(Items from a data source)
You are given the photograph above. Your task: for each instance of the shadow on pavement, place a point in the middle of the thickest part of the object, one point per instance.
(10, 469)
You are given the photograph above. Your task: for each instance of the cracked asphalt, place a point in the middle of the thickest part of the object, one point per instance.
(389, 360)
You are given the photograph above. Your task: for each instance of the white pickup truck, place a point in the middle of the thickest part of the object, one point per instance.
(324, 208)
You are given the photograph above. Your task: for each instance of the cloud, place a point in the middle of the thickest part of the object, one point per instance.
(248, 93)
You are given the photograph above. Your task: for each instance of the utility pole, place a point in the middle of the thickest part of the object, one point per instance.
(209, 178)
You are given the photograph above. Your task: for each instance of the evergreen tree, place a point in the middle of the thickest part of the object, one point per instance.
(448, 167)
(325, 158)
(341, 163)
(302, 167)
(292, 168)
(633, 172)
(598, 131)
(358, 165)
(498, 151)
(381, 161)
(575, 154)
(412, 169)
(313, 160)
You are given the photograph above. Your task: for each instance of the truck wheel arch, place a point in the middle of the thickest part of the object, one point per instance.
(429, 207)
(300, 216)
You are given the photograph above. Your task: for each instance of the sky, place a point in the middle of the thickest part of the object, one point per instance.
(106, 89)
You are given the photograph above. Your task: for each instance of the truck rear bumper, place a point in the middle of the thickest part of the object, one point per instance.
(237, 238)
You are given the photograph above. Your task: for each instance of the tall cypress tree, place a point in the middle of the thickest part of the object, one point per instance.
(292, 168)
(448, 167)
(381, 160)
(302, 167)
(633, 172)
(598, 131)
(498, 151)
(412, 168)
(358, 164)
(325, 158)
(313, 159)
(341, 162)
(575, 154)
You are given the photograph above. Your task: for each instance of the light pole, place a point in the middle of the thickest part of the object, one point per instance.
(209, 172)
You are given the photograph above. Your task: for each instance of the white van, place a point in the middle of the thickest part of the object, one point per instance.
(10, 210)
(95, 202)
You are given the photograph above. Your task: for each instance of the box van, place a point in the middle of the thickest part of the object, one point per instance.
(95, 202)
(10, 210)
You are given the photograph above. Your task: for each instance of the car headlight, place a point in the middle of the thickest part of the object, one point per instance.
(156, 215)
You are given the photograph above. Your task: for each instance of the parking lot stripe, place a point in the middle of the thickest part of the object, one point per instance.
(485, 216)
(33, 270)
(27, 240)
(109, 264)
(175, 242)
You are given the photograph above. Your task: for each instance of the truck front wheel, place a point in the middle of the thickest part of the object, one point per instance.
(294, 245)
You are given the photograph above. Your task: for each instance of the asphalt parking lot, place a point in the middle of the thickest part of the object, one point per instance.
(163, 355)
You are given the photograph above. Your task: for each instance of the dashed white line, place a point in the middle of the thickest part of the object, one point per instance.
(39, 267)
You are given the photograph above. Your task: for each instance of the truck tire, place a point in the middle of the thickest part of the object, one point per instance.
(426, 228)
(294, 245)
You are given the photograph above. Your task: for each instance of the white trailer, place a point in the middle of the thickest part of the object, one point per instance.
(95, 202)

→ What is required: Rename "thickest part" to "widest section" throughout the items, and keep everything else unchanged.

→ Worked answer:
You are given the photograph above. Your task: for each instance of the shadow on pavement, place a point in the middle of the widest section of the object, one point per instance.
(10, 469)
You are given the photograph above. Your task: for each instance of the cracked asphalt, place a point in the middle of the widest section of the object, one point per instance.
(389, 360)
You are given the photograph above. Your task: for each instance of the white pickup truck, place a point in the middle of the widest section of the object, one point per instance.
(324, 208)
You are given the photograph above. Your task: for each instance of the cloud, place a point in the middle of the widest section of the object, one point per instance.
(248, 93)
You are given the photograph above. Your task: for each instance of the utility pole, place a point in the middle of the widest section of the object, one point per instance.
(209, 178)
You are given the photograph above. Your task: for each instance of the evergreen tree, place a point in the middle of the widest section of the object, one point per instance.
(448, 167)
(325, 158)
(341, 163)
(302, 167)
(292, 168)
(633, 172)
(598, 131)
(358, 165)
(498, 151)
(381, 161)
(575, 154)
(412, 169)
(313, 160)
You are given the photograph above. Your task: for each instance of the truck wheel arch, place a point in the middle of the widest section of the object, one point per instance.
(429, 207)
(300, 216)
You are given the photograph above. Your task: for each instance of the sky, place a point in the middle of the widest section of the object, one point per instance.
(106, 89)
You are given the photograph above. Your task: for each instance of the truck rear bumper, place a point in the middle of the widest section of the object, one point per instance.
(237, 238)
You are given the photograph above. Your task: for each instance of the tall cypress tree, place a point in the middle of the widest section of the object, one point per instance.
(292, 168)
(448, 167)
(381, 160)
(302, 167)
(633, 172)
(598, 131)
(498, 151)
(412, 168)
(358, 164)
(325, 158)
(313, 159)
(341, 162)
(575, 154)
You are given the photograph above. Your task: for each instance of the light pole, place a point in the middle of the widest section of the object, one point per instance.
(209, 172)
You are given the photograph above. Your task: for each instance of the white van, place a point in the middle of the widest section of the object, one point per instance.
(10, 210)
(95, 202)
You are given the photograph above. Your task: for each instance of the box van, place a point in the middle of the widest section of the object, one point per instance.
(95, 202)
(10, 210)
You are given the photograph above. Your task: for each instance of the car headlight, place a point in the middle of the widest section of the object, one point per instance.
(156, 215)
You are given the photograph above. Your task: for each instance of the parking lot stripe, place a point in the middle of the widest section of the object, one point per instance.
(485, 216)
(33, 270)
(27, 240)
(109, 264)
(175, 242)
You are given the photograph above. Your task: for each instance of the truck front wheel, place a point in the middle of the widest section of the object, one point per instance.
(294, 245)
You are given the photograph above. Your task: for each instance of the asphalt parking lot, place a point in the middle of the widest section of the object, one point per instance.
(163, 355)
You are given the photograph above. Your task: for each instance of the dashed white line, place a point in the middle of the widest section of the object, one point per instance.
(39, 267)
You are given the photograph above. Your task: for each instance of the truck tire, place a point in the middle of the widest section of the object, one point per instance.
(426, 228)
(294, 245)
You are given the photograph above. Your task: for each instance of the white trailer, place a point in the middle of the widest section of the object, one point per instance.
(95, 202)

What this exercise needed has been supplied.